Consigne: Affichez sans aucune modification le passage de l'entretien sur les émissions littéraires à la télévision, en commençant par « Il semble pourtant » et en allant jusqu'à « n’est nulle part. ».

Extrait du texte:
François Busnel – Je n’ai jamais rencontré de difficultés. C’est Patrick de Carolis, à l’époque où je faisais une émission culturelle sur Direct 8, qui m’a demandé de réfléchir à une émission littéraire pour remplacer Le Bateau livre sur France 5. Ce qui est bien, c’est que la chaîne m’a donné du temps, et heureusement, car il a fallu trois ans pour que La Grande Librairie s’installe.
Il faut laisser le temps aux gens de s’habituer à un programme littéraire. Je crois beaucoup à la force de l’habitude, c’est pourquoi une émission doit être hebdomadaire : l’importance de la récurrence a beaucoup joué pour Apostrophes. J’ai une immense admiration pour Bernard et Apostrophes, et je savais que je n’arriverais pas à faire mieux, alors j’ai essayé de faire autre chose. Par exemple, puisque la littérature étrangère est très lue, j’ai voulu qu’il y ait des reportages chez les auteurs étrangers.
Il semble pourtant que les chaînes soient très frileuses à l’idée de programmer des émissions littéraires. Et la présence des écrivains est devenue rare à la télé…
François Busnel – Le piège est de penser qu’on peut mettre un peu de livres dans toutes les émissions, dont les talk-shows. Du coup, à force d’avoir des livres partout, la littérature n’est nulle part.
Bernard Pivot – La télé française est unique au monde. Quand elle a été créée, aux côtés des JT et des jeux, on a tout de suite ajouté une émission littéraire. Parce que la France a toujours vécu dans l’admiration des écrivains : on a canonisé Proust, fait des funérailles grandioses à Hugo, etc. Donc il semblait naturel aux fondateurs de la télé d’avoir une émission littéraire. A l’époque, on m’a beaucoup accusé d’avoir le monopole, mais c’est faux : chaque année, TF1 essayait de lancer son émission littéraire pour concurrencer Apostrophes. Mais c’est une époque totalement révolue.
François Busnel – Vous le viviez comme une véritable concurrence ?
Bernard Pivot – Oui, et je ne mésestimais pas mes concurrents. Ils avaient fait l’erreur de faire venir Philippe Tesson, qui était aussi calé que les écrivains qu’il invitait. Or il ne faut jamais se montrer aussi brillant que ses invités. Ce qui a changé aussi, c’est qu’à l’époque les écrivains étaient des stars. Aujourd’hui, ils doivent rivaliser avec des politiques, des chefs d’entreprise, etc.
On se souvient des coups d’éclat à Apostrophes : Morgan Sportès insultant Marc Edouard Nabe, Bukowski complètement ivre… Les écrivains étaient-ils plus libres ?
Bernard Pivot – J’ai eu la chance d’arriver à la télé au bon moment, quand elle devenait un média de masse, et d’en partir au bon moment aussi, quand la question de l’audimat a pris une importance énorme. On a oublié qu’à un moment la presse avait interdiction de diffuser les audiences des émissions.

Enregistrements tirés d'un jeu de données:
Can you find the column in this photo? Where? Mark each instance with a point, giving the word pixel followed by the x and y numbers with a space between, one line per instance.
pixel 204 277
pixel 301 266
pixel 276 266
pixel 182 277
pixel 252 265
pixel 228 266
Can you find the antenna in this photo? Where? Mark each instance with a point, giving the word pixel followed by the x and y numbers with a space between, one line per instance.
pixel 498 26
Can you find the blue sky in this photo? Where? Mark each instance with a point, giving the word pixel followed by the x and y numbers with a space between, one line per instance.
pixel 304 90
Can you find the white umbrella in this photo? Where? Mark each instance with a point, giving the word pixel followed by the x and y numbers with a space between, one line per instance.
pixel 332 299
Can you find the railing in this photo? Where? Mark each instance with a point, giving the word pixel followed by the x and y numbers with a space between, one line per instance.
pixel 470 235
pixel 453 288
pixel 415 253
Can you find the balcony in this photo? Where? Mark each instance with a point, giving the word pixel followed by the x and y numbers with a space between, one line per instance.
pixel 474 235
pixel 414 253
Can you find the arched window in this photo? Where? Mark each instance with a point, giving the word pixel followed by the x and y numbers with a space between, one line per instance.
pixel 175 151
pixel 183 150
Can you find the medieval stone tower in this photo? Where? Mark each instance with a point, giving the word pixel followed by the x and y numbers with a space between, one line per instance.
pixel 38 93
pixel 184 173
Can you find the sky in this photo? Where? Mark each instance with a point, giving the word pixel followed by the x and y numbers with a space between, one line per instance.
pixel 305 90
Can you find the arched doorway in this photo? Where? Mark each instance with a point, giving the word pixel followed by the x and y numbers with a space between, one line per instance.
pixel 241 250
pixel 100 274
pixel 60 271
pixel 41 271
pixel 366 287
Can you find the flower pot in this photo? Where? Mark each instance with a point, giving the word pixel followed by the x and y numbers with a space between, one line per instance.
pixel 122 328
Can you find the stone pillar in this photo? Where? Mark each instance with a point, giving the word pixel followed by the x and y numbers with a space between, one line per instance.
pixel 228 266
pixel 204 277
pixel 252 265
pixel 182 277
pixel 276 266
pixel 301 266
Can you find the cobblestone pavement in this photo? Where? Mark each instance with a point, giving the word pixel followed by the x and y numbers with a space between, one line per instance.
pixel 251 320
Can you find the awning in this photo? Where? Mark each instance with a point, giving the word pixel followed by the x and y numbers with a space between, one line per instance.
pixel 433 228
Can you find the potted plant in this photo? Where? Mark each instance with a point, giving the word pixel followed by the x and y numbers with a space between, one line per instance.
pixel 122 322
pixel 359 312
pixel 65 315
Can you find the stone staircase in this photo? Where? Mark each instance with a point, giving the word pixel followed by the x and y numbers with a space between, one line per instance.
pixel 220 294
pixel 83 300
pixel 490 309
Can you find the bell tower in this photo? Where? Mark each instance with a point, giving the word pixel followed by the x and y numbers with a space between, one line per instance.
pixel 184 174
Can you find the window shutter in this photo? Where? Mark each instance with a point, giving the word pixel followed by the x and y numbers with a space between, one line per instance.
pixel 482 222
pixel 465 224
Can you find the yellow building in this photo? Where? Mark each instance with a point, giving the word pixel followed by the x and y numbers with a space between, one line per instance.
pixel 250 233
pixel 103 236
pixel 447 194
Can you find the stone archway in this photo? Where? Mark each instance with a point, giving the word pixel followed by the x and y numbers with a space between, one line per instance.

==

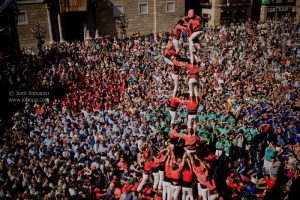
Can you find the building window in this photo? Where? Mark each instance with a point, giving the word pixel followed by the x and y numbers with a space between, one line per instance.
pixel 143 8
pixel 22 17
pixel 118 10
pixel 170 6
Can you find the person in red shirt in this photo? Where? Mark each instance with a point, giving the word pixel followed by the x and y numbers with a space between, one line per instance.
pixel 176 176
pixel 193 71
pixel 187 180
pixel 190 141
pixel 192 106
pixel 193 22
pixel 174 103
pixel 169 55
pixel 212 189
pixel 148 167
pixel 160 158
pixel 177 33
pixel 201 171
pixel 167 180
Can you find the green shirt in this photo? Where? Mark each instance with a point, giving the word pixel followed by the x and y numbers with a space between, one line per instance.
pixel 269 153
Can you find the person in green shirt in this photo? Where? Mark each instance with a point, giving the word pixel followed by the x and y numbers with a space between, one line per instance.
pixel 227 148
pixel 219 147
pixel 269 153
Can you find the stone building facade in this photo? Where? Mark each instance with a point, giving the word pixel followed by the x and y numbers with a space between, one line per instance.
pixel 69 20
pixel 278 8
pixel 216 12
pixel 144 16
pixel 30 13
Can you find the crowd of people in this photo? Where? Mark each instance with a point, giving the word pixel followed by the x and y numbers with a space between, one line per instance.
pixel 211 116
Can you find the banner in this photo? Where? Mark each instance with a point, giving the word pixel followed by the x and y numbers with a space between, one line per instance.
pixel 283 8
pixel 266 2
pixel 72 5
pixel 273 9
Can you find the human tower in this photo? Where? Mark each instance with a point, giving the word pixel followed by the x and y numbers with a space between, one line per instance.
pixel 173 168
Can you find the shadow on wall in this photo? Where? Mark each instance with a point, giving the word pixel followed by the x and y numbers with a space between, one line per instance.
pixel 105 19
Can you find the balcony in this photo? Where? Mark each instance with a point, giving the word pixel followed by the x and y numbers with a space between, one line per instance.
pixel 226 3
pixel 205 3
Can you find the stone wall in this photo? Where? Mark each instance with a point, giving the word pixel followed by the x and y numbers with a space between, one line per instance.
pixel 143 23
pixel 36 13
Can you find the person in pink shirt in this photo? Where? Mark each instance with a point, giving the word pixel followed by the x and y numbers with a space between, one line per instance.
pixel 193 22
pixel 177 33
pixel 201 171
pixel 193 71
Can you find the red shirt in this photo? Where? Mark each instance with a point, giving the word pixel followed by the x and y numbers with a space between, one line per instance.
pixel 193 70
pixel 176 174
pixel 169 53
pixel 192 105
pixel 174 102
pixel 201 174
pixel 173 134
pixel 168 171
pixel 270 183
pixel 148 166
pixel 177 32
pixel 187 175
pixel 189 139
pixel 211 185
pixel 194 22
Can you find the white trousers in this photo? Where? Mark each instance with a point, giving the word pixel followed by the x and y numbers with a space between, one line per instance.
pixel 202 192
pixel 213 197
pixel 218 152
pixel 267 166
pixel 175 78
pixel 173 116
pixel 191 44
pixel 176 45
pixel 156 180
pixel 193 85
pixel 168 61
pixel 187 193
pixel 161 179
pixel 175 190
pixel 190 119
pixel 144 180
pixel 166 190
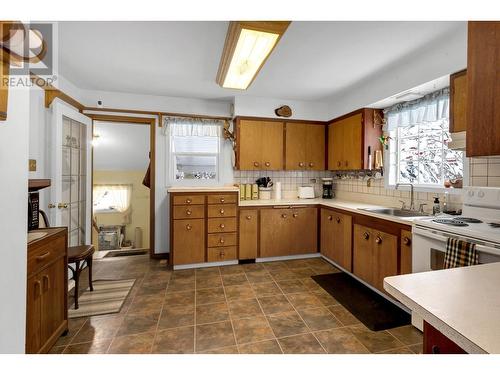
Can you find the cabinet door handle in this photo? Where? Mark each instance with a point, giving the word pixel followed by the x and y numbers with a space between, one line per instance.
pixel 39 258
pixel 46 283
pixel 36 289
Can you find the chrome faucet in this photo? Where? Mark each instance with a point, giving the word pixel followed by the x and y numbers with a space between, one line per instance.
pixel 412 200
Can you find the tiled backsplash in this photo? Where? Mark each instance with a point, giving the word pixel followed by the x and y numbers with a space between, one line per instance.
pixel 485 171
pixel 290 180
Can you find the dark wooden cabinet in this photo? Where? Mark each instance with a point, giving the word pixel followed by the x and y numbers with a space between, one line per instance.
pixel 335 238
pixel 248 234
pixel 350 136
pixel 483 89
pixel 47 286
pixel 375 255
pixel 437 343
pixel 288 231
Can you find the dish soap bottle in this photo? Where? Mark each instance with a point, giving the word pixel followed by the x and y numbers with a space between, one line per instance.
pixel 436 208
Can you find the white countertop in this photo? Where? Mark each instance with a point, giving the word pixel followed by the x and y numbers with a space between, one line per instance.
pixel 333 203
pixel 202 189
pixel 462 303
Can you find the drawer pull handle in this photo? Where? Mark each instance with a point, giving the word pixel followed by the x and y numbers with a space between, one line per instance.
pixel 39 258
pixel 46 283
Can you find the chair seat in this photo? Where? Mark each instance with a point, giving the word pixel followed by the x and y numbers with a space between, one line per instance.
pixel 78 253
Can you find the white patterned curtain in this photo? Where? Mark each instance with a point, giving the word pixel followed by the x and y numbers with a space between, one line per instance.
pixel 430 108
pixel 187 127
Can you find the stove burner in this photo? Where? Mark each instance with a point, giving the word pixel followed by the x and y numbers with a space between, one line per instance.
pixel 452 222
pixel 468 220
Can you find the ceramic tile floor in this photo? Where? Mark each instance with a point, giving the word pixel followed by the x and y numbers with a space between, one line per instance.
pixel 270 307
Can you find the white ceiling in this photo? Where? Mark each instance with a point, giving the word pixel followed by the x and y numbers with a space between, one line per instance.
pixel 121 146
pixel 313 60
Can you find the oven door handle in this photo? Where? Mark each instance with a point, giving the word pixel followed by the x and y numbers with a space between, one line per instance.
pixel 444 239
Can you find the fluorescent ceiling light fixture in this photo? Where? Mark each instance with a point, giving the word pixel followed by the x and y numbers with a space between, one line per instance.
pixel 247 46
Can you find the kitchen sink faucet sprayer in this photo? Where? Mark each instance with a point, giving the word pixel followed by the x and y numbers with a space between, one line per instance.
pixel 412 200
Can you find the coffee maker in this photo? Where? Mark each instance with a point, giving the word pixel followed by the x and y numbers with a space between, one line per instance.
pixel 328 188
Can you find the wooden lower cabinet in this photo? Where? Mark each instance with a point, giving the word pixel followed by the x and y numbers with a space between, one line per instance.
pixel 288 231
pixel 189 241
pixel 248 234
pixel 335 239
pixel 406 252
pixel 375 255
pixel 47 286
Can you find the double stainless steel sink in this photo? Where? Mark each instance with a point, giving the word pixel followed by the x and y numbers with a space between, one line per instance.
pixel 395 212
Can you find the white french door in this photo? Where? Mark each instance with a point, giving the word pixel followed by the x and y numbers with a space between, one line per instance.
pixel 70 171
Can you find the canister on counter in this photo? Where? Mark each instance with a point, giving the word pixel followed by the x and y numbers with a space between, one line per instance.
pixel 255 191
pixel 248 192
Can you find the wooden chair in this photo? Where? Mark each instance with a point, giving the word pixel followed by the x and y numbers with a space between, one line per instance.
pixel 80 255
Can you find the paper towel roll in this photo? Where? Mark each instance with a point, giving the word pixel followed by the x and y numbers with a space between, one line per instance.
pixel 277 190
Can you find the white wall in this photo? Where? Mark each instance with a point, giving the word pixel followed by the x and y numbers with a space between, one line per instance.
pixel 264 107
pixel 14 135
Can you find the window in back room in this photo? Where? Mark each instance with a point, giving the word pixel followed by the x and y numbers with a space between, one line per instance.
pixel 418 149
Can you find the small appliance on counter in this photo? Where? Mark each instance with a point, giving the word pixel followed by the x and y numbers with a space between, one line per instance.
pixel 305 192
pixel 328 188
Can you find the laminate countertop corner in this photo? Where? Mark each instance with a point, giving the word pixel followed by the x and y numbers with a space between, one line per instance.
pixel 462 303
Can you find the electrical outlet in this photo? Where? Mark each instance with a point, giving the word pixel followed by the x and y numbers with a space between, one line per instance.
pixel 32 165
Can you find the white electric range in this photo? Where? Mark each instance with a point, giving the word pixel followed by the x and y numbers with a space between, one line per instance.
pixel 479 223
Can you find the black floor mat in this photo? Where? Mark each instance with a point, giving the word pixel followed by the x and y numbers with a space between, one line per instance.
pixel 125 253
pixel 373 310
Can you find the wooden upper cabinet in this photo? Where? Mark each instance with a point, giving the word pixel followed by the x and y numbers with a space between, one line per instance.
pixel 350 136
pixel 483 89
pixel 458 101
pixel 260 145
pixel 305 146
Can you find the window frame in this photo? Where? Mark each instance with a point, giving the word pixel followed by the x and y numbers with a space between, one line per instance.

Réponse rédigée:
Il semble pourtant que les chaînes soient très frileuses à l’idée de programmer des émissions littéraires. Et la présence des écrivains est devenue rare à la télé…
François Busnel – Le piège est de penser qu’on peut mettre un peu de livres dans toutes les émissions, dont les talk-shows. Du coup, à force d’avoir des livres partout, la littérature n’est nulle part.